Aim of the task | Please copy out all lines of the entries that contain the word "rear".

[Items listed in a dataset]
------

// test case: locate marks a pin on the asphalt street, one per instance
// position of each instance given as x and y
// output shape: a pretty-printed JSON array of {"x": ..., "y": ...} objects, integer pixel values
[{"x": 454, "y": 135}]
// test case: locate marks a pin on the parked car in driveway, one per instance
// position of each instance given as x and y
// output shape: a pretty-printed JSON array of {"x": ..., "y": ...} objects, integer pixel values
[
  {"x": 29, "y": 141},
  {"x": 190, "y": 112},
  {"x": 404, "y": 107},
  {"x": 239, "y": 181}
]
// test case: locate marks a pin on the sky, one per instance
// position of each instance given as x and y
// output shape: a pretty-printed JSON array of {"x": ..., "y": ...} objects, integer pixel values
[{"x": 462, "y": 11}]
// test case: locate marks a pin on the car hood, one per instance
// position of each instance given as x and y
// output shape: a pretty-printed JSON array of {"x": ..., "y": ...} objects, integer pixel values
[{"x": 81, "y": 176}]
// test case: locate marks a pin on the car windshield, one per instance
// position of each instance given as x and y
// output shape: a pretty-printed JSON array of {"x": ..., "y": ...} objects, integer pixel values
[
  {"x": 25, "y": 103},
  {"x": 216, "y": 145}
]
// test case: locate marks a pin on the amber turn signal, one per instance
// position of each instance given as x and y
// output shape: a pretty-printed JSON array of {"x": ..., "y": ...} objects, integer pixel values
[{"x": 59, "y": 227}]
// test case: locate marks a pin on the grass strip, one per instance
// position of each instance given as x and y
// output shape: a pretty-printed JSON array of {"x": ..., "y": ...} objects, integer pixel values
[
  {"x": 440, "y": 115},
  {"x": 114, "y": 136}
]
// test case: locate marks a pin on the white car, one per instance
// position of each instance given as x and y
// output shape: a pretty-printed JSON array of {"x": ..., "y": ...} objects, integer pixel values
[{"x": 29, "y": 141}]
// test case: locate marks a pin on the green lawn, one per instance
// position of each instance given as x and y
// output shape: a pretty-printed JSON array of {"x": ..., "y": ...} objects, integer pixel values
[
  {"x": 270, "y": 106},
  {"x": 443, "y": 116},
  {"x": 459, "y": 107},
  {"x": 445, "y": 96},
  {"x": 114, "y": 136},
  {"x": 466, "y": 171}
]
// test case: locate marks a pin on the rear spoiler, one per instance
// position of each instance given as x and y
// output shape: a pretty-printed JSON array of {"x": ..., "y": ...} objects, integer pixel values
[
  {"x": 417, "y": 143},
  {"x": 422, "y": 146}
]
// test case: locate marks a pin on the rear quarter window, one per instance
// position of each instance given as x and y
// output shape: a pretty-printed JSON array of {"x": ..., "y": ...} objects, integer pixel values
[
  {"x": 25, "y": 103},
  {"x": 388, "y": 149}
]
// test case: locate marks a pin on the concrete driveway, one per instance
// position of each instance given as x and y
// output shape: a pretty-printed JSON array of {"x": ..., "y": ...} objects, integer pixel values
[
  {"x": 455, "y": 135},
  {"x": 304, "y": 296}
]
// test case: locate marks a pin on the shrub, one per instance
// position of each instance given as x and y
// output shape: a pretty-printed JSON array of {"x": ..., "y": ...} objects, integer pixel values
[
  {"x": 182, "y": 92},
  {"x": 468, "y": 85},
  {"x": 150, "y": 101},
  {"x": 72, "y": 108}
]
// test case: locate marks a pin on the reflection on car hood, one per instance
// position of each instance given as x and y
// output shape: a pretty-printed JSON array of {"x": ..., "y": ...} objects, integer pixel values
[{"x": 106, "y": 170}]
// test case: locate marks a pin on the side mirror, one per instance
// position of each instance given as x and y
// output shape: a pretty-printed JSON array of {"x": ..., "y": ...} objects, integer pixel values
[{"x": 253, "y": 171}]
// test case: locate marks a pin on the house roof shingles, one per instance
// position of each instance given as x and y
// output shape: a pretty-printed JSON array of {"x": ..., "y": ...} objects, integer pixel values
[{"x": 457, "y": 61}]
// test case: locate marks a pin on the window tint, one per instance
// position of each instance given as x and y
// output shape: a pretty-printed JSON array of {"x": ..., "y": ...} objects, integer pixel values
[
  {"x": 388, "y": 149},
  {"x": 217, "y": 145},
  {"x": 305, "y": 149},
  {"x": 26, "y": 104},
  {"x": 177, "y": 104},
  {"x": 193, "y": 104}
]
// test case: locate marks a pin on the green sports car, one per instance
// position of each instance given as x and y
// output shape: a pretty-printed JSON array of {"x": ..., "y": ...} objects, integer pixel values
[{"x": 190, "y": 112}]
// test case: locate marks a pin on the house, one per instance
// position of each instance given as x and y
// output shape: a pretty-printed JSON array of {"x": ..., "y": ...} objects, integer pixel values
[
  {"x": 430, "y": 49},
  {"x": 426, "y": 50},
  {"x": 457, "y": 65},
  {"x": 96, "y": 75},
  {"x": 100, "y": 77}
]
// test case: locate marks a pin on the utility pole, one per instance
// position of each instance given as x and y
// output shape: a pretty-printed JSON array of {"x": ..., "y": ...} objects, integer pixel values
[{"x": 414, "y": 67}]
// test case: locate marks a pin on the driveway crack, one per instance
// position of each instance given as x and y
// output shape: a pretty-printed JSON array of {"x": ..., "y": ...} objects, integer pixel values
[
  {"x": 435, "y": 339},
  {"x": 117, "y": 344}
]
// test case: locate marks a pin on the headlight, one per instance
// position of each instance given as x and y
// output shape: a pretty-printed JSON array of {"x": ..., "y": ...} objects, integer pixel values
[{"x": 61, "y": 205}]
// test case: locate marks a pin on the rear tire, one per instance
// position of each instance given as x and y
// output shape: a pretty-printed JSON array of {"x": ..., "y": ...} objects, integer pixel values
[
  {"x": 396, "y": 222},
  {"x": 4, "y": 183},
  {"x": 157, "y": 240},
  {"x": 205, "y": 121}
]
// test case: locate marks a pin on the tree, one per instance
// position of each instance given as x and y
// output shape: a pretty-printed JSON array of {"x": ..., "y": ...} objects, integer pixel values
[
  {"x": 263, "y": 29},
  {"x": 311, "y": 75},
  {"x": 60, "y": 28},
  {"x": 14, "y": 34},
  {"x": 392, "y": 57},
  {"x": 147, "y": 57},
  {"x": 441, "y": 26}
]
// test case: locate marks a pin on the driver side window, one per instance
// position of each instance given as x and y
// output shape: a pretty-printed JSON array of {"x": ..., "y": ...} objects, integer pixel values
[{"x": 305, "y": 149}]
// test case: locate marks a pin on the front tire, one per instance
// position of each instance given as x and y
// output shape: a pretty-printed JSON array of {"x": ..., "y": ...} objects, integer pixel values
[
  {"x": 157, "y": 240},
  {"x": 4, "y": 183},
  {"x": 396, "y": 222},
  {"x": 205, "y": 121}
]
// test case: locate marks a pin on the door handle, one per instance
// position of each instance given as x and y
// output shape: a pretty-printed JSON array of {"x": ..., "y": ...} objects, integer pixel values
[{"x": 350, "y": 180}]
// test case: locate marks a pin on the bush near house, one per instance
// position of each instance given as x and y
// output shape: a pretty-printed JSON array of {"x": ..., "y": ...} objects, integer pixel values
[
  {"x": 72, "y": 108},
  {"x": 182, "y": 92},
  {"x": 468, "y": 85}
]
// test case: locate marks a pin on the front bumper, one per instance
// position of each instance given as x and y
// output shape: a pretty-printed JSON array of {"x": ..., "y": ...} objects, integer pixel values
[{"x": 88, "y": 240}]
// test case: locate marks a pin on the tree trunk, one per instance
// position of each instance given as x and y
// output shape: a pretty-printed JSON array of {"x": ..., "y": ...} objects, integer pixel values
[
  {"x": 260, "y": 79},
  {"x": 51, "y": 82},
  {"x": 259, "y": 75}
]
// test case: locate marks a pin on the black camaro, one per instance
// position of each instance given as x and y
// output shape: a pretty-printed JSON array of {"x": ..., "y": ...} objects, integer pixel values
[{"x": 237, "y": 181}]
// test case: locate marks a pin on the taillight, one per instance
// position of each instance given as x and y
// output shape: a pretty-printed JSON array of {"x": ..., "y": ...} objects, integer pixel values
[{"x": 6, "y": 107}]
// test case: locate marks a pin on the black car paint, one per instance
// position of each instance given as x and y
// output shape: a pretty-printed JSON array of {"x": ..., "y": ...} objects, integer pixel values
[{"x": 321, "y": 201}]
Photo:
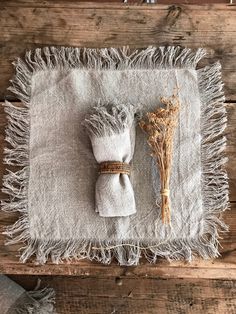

------

Response to this exercise |
// test case: locate marks a pin on the rear spoiler, one per instance
// test case: locate marks a pin on the rear quarter window, one per instance
// test case: locate marks a pin on the rear tire, one per instance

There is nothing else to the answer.